### What needs to be done
Reproduce all of the following lines verbatim, without any alteration.

(Entries pointing to named objects)
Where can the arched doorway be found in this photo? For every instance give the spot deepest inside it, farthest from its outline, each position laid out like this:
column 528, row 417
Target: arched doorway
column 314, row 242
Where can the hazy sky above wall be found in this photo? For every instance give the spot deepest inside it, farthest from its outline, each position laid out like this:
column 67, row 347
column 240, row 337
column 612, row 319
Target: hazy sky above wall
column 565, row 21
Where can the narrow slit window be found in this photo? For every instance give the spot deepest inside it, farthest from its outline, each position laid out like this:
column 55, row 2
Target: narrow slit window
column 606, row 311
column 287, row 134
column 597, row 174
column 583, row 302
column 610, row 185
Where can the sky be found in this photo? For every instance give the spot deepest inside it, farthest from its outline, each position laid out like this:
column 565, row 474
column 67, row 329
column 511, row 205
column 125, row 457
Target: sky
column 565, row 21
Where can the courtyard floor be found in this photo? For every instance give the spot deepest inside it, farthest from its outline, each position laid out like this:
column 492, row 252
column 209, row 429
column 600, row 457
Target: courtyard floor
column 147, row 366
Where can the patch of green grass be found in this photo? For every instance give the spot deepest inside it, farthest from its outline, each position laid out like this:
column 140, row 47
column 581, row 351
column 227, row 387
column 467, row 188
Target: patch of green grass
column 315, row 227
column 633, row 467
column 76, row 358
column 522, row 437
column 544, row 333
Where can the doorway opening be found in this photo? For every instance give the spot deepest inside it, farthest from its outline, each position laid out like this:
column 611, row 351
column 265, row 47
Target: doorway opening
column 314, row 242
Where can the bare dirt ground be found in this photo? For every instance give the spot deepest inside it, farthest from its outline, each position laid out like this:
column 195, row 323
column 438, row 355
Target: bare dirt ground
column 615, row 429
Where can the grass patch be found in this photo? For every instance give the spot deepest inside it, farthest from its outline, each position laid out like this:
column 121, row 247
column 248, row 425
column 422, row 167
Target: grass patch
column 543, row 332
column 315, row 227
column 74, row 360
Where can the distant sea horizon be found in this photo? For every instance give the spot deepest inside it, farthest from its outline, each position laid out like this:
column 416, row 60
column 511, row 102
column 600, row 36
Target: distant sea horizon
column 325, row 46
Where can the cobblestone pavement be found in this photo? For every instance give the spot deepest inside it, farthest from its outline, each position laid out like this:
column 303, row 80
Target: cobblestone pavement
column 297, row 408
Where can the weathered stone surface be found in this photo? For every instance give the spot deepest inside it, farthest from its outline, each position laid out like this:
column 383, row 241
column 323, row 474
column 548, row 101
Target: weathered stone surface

### Answer to the problem
Where can the arched doorway be found in this photo? For every instance give the spot deepest inside it, farthest from its outline, each position laid out like this:
column 528, row 417
Target: arched doorway
column 314, row 242
Where can the hazy sky above wall be found in this photo? For every instance give the spot deepest inside it, farthest from its outline, each position laid out like this:
column 67, row 347
column 240, row 337
column 612, row 319
Target: hazy sky above wall
column 565, row 21
Where can the narrow slit window be found in this photo? For every instance give the spot deepest inside it, farthest from its outline, each position laid out like this:
column 55, row 2
Target: narrow slit window
column 606, row 311
column 287, row 134
column 597, row 174
column 583, row 302
column 610, row 185
Where can the sky be found in this photo? For every instance give the spot deepest inside it, farthest from its outline, each position laid out like this:
column 565, row 474
column 67, row 329
column 511, row 205
column 125, row 457
Target: sky
column 565, row 21
Where can the courtyard floor be found in this photo? For every instance give the spot deepest inside it, farthest from its outline, each position laid out like this:
column 492, row 252
column 209, row 429
column 600, row 457
Target: courtyard floor
column 147, row 366
Where can the patch of green grass be found in this photo? For every instance give the spot deepest inside it, farthest from its outline, each position laid out like this:
column 140, row 47
column 581, row 351
column 227, row 387
column 467, row 188
Target: patch of green grass
column 315, row 227
column 633, row 467
column 76, row 358
column 522, row 437
column 544, row 333
Where can the doorway opening be found in this photo? For every instance give the spot deepest inside it, farthest from its outline, each position laid out like this:
column 611, row 351
column 265, row 47
Target: doorway opening
column 314, row 242
Where can the bare dirt ground be found in this photo? For every instance give the spot deepest inside it, farthest from its outline, each position laid out like this:
column 195, row 323
column 438, row 355
Target: bare dirt ground
column 615, row 429
Where can the grass patch be found in this photo? For every instance give the spot deepest inside it, farthest from its outline, each position laid out like this:
column 121, row 247
column 248, row 425
column 422, row 167
Target: grass patch
column 543, row 332
column 315, row 227
column 74, row 360
Where can the distant sea horizon be found in this photo? For every instance give the spot deepest inside it, farthest from its outline, each position laid out like this:
column 416, row 60
column 511, row 102
column 600, row 36
Target: distant sea horizon
column 325, row 46
Where can the cobblestone pavement be found in this photo? For every instance give the spot deepest inside it, farthest from its outline, each position laid out like this:
column 303, row 80
Target: cobblestone pavement
column 297, row 408
Where can the weathered stone surface be found in this photo? For every instance give the spot deepest inside it, farthest from its outline, each position laid out like this:
column 383, row 241
column 323, row 474
column 548, row 101
Target: weathered stone surface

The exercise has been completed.